### [Quoted passage]
begin
European Patent Office Gives Staff Bonus For Issuing Bumper Crop Of Patents: What Could Possibly Go Wrong?

from the perverse-incentives dept

The European Patent Office (EPO) is a curious body. Despite its name, it is not the patent office for the European Union (EU) in the same way that the USPTO handles patents in the US. As its history page explains:

In addition to all 27 EU member states, Albania, Croatia, Iceland, Liechtenstein, the Former Yugoslav Republic of Macedonia, Monaco, Norway, San Marino, Serbia, Switzerland and Turkey belong to the European Patent Organisation.

This gives it an independence from the European Union that is problematic for patent law there. For example, back in 2005, the European Parliament voted definitively not to allow software patents in Europe. And yet as an excellent analysis published on the IPKat site explains, the EPO has continued to move steadily towards granting more and broader software patents in Europe.

Given the largely uncontrolled way the EPO has been issuing patents, this story in Intellectual Property Watch is noteworthy:

The European Patent Office Administrative Council in December agreed to award a controversial bonus of tens of millions of euros to EPO staff at the end of 2012, with 24 positive votes and 8 negative votes. Several stakeholders had protested the proposal and encouraged contracting states in the Administrative Council to vote against the measure.

The reason for the bonus? Because of all the extra money the EPO had made recently as the result of granting so many patents. But as a letter written to representatives of the 38 EPO contracting states in the Administration Council, and obtained by Intellectual Property Watch, pointed out (doc):

[The bonus] contributes to adverse incentive structures and conflicts of interest for the employees of the EPO. In linking the staff’s wallet to the Office’s surplus, it undermines the efforts to raise the bar in patent examination and fosters a mentality to increase fee revenues for the EPO by granting applications of low quality.
end
### [Collected data]
begin
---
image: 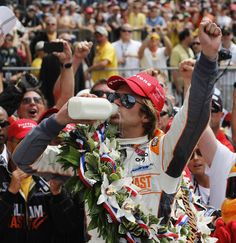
end
### [Task goal]
According to the article about the EPO staff bonus, how many votes for and against the bonus did the Administrative Council cast in December? Rely only on the article about the EPO staff bonus, not on the listing.

### [Worked answer]
There were 24 votes in favor and 8 votes against.